• [Problem details]
Would you restate, exactly as they appear, the lines from the one containing "Please locate the area" through the end of the data below?

══ Data to process

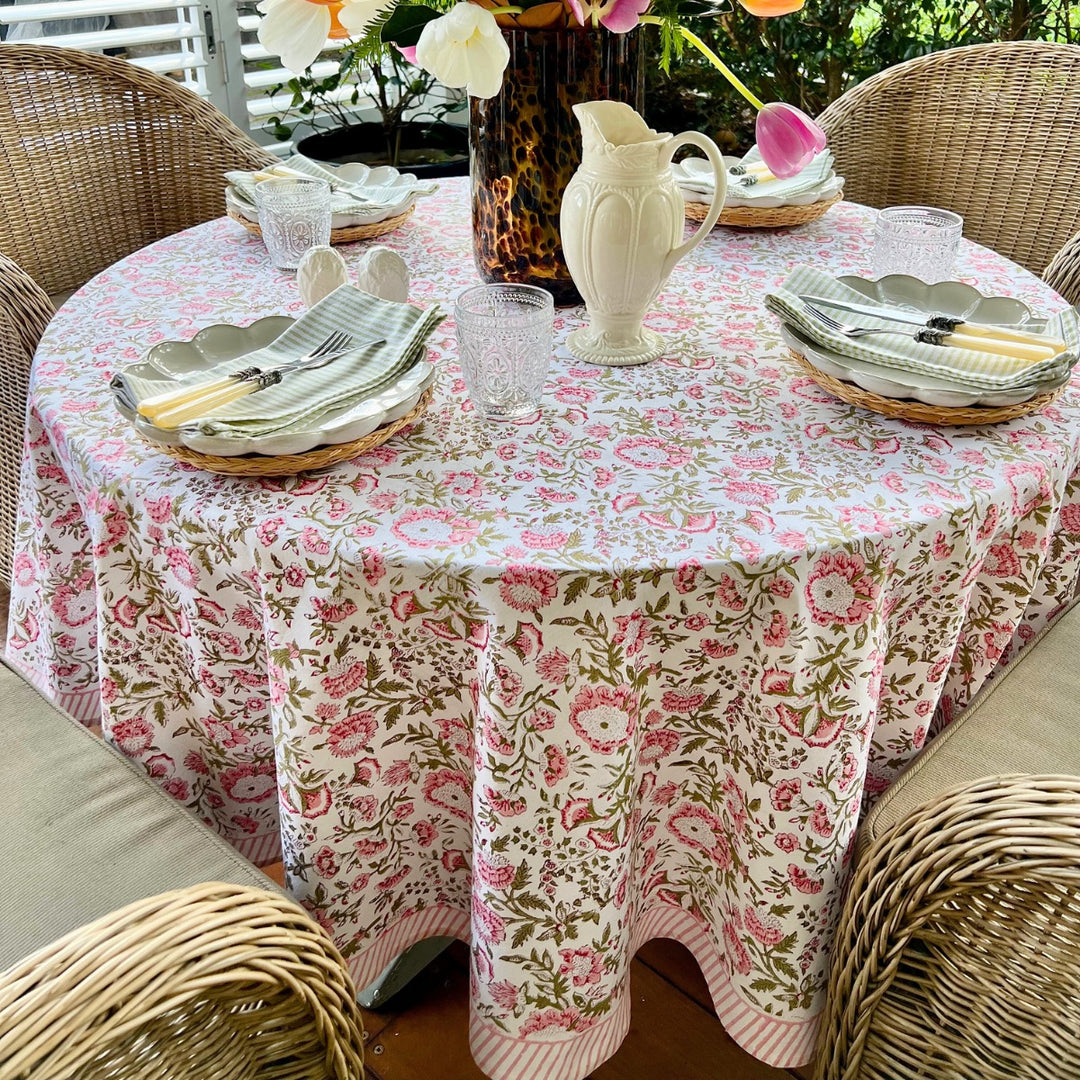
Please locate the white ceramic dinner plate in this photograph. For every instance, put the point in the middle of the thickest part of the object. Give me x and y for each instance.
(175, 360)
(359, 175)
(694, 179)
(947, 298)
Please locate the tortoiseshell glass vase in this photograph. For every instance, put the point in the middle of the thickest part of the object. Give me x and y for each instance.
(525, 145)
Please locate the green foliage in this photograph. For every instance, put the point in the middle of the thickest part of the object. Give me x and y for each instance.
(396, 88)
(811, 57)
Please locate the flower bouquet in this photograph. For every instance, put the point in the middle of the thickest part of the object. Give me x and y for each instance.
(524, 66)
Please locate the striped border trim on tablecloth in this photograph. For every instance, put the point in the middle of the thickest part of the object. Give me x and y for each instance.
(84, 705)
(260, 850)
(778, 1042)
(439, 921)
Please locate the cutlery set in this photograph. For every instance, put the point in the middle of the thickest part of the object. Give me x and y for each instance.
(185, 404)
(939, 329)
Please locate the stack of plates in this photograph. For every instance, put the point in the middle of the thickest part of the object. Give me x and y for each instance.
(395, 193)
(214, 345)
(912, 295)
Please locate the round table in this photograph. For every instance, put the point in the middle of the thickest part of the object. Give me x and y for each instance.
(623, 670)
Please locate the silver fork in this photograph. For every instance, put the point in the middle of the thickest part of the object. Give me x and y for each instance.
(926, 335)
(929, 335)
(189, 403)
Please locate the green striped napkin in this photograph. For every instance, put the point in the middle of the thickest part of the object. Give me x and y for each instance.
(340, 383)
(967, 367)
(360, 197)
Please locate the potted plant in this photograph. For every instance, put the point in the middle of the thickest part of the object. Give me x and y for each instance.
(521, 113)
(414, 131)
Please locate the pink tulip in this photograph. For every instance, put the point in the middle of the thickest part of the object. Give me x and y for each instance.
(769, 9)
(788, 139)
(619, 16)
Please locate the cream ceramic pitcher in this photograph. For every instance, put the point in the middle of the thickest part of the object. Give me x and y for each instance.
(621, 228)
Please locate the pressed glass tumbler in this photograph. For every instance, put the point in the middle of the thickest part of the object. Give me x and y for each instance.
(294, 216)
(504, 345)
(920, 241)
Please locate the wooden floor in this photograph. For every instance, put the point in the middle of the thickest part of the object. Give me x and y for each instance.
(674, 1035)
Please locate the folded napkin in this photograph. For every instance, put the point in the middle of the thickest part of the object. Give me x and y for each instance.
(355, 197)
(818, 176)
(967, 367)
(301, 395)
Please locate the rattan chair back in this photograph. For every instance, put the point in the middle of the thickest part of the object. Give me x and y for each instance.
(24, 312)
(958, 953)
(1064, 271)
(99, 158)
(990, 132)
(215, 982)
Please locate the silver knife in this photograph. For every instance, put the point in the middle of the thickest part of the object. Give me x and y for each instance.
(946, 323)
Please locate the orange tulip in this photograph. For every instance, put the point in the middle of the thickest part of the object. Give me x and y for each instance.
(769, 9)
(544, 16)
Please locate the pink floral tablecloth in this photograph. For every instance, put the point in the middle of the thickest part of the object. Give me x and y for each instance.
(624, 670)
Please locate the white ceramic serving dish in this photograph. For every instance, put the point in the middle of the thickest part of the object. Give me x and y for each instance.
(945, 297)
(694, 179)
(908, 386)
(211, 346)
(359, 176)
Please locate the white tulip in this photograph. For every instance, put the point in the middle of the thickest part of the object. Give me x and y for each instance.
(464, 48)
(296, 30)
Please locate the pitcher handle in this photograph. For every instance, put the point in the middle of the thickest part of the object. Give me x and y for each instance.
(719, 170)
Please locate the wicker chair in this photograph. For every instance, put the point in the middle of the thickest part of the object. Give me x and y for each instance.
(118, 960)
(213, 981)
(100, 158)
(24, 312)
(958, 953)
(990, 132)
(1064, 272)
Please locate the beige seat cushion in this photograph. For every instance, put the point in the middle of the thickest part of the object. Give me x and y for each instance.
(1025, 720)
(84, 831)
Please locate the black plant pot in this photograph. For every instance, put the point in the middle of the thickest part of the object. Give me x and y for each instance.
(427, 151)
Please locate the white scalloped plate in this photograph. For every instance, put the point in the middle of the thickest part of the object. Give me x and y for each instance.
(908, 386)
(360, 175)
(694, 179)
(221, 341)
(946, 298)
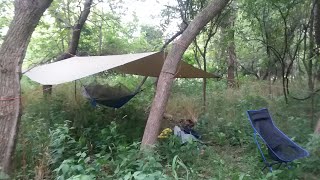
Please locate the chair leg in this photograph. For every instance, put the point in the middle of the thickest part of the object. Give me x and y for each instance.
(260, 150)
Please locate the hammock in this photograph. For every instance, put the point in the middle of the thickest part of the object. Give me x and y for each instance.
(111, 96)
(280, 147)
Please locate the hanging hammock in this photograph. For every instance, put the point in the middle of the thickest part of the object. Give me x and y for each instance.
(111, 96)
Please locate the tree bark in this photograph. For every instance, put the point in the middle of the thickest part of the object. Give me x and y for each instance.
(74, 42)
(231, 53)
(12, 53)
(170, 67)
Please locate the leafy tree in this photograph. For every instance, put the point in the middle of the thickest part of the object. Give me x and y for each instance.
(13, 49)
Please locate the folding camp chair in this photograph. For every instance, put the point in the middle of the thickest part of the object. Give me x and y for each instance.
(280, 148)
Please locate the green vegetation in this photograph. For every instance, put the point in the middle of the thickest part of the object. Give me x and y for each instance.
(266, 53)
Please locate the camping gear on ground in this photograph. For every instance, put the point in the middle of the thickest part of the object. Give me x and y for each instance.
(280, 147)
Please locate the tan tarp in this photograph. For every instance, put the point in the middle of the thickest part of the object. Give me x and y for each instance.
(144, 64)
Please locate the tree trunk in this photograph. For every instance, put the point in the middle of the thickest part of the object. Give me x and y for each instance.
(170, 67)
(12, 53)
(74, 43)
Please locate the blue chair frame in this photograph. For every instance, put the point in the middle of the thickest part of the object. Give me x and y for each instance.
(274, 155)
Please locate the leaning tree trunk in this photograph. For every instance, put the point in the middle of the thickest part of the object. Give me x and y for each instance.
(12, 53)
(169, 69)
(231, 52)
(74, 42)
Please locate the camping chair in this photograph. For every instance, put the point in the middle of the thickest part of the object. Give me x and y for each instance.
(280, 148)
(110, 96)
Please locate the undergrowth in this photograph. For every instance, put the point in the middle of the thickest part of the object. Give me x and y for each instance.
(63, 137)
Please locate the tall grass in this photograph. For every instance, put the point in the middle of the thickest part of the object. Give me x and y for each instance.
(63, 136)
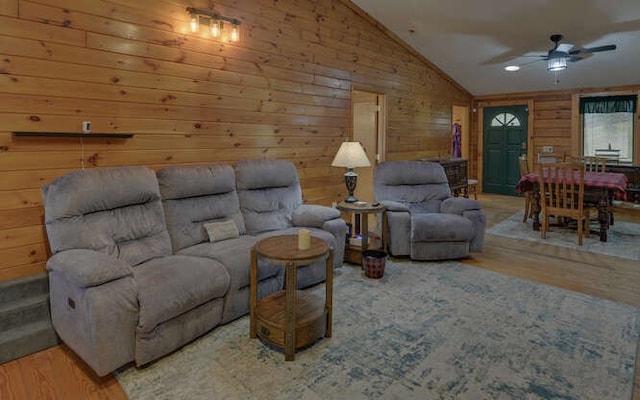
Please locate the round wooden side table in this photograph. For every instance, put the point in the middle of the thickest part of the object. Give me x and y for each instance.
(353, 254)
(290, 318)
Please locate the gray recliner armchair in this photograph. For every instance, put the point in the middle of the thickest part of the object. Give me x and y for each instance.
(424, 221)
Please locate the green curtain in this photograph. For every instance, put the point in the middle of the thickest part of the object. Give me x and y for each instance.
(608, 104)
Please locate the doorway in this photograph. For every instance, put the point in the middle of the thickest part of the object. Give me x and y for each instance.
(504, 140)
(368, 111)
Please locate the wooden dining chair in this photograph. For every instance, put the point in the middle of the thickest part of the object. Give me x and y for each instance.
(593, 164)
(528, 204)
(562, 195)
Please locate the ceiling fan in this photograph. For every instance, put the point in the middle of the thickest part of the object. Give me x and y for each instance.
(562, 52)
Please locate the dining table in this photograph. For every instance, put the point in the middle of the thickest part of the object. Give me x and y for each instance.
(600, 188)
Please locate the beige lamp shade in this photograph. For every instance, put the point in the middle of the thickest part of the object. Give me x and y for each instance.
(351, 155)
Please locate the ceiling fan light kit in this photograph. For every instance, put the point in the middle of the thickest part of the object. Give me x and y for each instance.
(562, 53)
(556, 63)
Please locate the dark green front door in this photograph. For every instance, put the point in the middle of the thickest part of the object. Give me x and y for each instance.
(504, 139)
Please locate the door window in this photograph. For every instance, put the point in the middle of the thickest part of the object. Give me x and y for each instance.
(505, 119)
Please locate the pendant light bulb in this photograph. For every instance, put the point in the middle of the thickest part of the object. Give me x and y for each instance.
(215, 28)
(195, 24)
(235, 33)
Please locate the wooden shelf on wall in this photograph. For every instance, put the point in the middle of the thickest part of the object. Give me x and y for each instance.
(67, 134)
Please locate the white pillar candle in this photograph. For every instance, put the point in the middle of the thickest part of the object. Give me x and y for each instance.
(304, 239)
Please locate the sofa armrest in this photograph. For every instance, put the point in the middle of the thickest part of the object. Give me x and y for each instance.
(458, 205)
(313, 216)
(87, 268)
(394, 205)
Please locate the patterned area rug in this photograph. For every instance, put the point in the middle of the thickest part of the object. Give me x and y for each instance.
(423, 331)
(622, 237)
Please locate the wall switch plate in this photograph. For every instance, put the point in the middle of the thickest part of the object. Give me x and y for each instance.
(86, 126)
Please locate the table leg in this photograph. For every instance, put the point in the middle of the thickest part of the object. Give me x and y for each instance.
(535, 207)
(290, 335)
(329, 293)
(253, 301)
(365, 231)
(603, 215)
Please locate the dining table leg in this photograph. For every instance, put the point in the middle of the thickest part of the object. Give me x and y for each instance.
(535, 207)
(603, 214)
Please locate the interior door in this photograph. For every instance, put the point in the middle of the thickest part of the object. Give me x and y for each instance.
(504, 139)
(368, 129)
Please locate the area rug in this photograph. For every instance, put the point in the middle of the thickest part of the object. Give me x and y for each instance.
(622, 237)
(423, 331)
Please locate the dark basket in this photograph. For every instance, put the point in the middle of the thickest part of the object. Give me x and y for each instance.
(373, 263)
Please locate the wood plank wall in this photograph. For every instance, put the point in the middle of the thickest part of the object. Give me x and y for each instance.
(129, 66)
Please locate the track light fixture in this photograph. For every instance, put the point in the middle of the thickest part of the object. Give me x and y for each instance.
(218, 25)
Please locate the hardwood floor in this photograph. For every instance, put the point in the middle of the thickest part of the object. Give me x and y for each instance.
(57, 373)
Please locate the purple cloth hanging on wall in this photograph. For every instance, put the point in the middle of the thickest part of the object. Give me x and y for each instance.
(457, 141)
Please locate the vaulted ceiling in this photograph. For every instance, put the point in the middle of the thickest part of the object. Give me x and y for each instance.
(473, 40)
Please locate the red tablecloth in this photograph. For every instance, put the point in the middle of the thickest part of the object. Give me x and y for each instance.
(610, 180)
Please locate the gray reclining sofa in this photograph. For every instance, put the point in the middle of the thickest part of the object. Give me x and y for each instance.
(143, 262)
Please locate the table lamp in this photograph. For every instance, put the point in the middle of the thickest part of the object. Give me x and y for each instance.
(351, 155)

════

• [Exercise response]
Please locate the area rug in this photograph. For every instance, put the point in the middle of the thickest part of the object. Give me x and y for each instance.
(622, 237)
(423, 331)
Please locate the dark basket in this photograph. For every instance, put the point in the middle of the thickest part of the object. Give me x and y for each instance.
(373, 263)
Please locate the wood plank wall in this photograph. For every instance, put the point in the middle of the thickest part of the object. Give me x and y for each instance.
(129, 66)
Please locate the track light fixture in this photograph. For every instance, put the point in the middle of the thickest part of the object. Give me x and y for each instance.
(218, 25)
Please locate the hardwood floor in this photograph. For every instance, put the point in the middle of the thickest part of the object. Give me x and y for each instance.
(57, 373)
Please locate the purple cloth hanging on wall in this photograph. For every instance, put the point in the middle of the thickest part of the object. Give me x and y for each instance.
(457, 141)
Please locate the vaulted ceiling in this photograph. For every instance, put the point in the middle of the thickest part of the object. Give me x and y for each instance.
(473, 40)
Please locate the red tablecloth in this photograph. For every instance, put the point in the middle of the thickest part of the object. Give me x and y for each instance.
(610, 180)
Please locate the gray reclining sofa in this photograph. For every instance, put the point in the middle of the thickest part of the object. Give me x and y for each instance.
(143, 262)
Please locate the table lamp in this photograph. For every instance, put the point in the middle of the thickest part of the object. Give me x and y for each instance.
(351, 155)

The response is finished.